§ Set problem: Print every item below line for line, without changing a character. Leave the pictures out of your output.

(Coordinate annotation entries)
● ● ●

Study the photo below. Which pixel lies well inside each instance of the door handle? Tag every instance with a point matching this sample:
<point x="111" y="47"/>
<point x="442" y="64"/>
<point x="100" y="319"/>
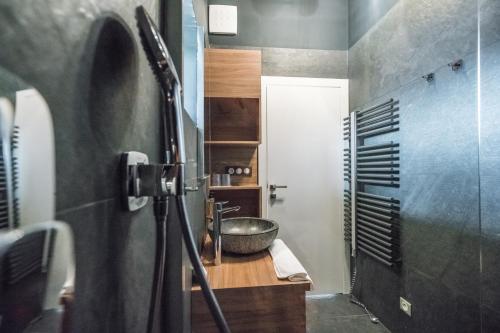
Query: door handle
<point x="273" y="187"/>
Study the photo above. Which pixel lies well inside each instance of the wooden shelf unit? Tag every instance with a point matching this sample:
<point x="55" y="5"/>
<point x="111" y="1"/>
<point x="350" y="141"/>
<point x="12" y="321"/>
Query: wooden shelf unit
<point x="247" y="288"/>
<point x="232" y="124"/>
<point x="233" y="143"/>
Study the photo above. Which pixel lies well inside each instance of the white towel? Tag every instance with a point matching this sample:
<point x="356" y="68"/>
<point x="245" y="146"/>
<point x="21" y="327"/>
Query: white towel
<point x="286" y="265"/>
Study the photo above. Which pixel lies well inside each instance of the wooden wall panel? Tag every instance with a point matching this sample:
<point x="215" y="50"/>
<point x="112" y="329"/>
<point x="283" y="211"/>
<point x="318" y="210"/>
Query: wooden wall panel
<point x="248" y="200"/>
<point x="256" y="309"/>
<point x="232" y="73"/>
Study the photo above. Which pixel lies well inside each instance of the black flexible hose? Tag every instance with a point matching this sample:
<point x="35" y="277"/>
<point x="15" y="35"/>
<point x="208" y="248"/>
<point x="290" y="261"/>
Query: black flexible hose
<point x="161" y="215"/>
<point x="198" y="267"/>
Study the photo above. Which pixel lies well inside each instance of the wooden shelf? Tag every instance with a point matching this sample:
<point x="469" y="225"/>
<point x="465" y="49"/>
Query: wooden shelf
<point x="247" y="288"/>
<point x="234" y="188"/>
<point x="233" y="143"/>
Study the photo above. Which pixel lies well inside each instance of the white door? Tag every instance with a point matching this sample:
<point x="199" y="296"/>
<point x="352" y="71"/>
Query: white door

● ● ●

§ Task response:
Study the photo below. Which pixel lies well inside each instance of the door handle? Tag every instance with a point matching this sample:
<point x="111" y="47"/>
<point x="442" y="64"/>
<point x="100" y="319"/>
Query: door handle
<point x="273" y="187"/>
Study the photo above. Which pixel lies well inside each instance of the wooden shelf unit? Tag every instance with a point matching this sample:
<point x="55" y="5"/>
<point x="111" y="1"/>
<point x="350" y="141"/>
<point x="12" y="321"/>
Query: wooden shelf unit
<point x="247" y="288"/>
<point x="232" y="124"/>
<point x="233" y="143"/>
Study the photo above. Which pixel lies well inside each instance of the white towel? Tag every instance with a point matching this sample:
<point x="356" y="68"/>
<point x="245" y="146"/>
<point x="21" y="327"/>
Query: white towel
<point x="286" y="265"/>
Study the photo above. Which pixel lies well inside each instance of the wooden wall panel? Tag every instance with a point matching this sample:
<point x="215" y="50"/>
<point x="112" y="329"/>
<point x="283" y="211"/>
<point x="318" y="210"/>
Query: wooden wall panel
<point x="248" y="200"/>
<point x="256" y="309"/>
<point x="232" y="73"/>
Study the photo above. Which pixel lies well inside each instance of the black flexible hose? Tag every instance with a point matching this sample:
<point x="35" y="277"/>
<point x="15" y="35"/>
<point x="208" y="248"/>
<point x="290" y="261"/>
Query: black flexible hose
<point x="161" y="215"/>
<point x="198" y="267"/>
Study the photo above. Which pixel lies well inside each instance of the wooden shelf? Tag every instance with a point matching this sample:
<point x="469" y="225"/>
<point x="465" y="49"/>
Query: wooden shelf
<point x="247" y="288"/>
<point x="234" y="188"/>
<point x="233" y="143"/>
Study the photo above. Which pixel lies well inside each instance of the white door? Tag every instance with a point matching this sample:
<point x="199" y="296"/>
<point x="352" y="71"/>
Query: white door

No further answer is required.